- ABOUT THIS EXERCISE
Your reply should be one number: how many lines of the material contain the word "black".

- MATERIAL SHOWN

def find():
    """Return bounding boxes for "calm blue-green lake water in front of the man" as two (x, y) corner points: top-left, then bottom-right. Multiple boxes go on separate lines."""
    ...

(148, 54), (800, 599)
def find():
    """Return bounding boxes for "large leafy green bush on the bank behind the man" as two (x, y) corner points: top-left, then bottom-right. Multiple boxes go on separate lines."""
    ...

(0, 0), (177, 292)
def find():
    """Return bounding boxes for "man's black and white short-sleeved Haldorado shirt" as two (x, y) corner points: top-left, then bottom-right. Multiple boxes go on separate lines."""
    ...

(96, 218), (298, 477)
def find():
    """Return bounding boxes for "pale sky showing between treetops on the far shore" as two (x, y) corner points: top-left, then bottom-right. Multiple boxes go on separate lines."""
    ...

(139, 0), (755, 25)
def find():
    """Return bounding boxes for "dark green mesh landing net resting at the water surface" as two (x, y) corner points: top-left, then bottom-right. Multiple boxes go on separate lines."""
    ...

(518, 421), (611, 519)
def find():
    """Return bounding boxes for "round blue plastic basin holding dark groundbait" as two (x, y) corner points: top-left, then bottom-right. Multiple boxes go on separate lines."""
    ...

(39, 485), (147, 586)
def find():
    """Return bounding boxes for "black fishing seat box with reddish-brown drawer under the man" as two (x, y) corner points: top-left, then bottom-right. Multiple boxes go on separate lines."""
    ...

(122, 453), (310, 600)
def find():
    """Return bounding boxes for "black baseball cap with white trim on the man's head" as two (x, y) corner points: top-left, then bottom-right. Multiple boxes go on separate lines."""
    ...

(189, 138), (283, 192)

...

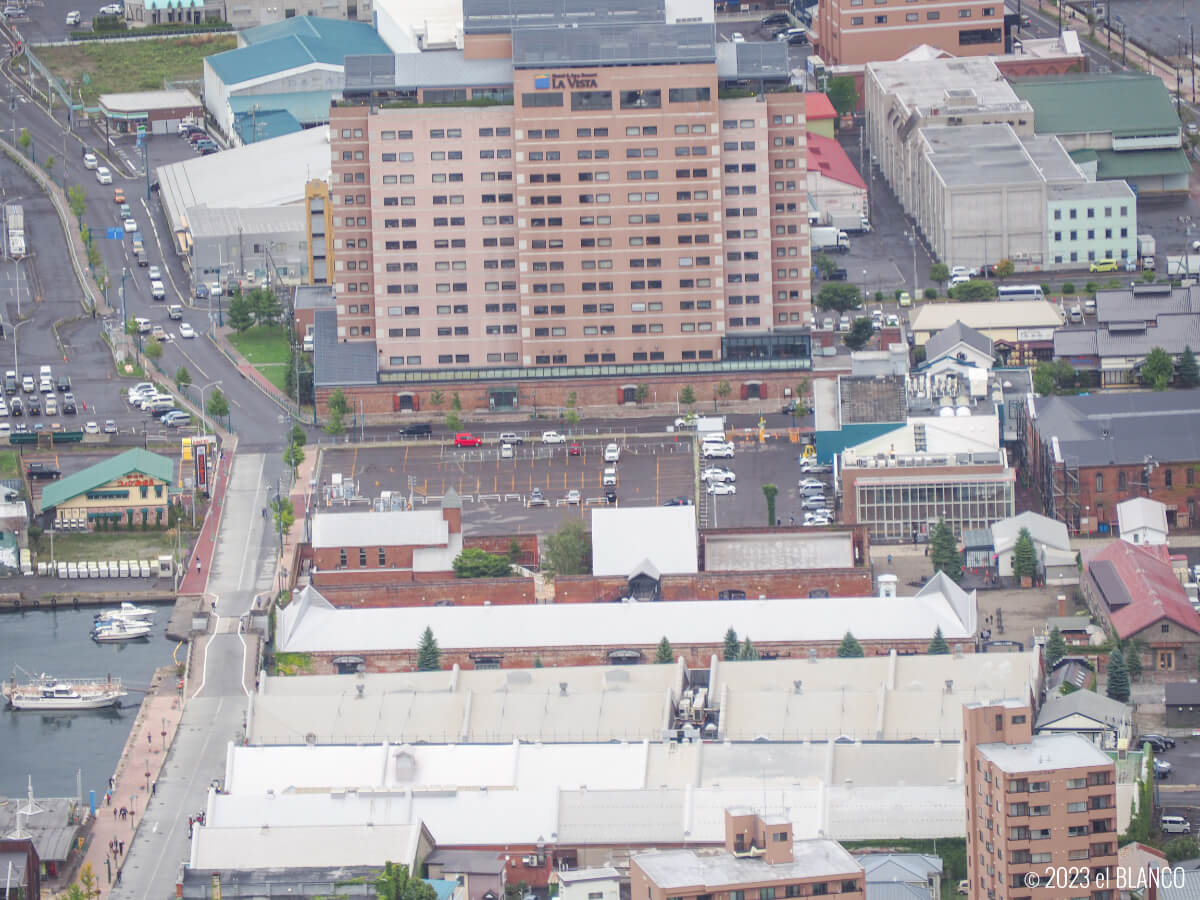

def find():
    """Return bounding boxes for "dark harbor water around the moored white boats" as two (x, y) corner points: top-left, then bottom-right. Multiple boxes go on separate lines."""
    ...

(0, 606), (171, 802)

...

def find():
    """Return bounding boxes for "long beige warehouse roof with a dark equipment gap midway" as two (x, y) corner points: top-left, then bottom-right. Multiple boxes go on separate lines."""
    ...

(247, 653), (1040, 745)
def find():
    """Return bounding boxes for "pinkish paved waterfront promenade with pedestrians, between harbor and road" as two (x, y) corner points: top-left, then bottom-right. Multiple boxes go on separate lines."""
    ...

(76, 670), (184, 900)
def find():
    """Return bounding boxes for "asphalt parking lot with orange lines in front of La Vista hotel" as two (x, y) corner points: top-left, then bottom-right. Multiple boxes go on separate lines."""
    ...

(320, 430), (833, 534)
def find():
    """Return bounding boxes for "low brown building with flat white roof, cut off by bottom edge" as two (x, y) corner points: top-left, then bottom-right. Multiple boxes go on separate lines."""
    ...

- SOLUTION TO THIS EXERCISE
3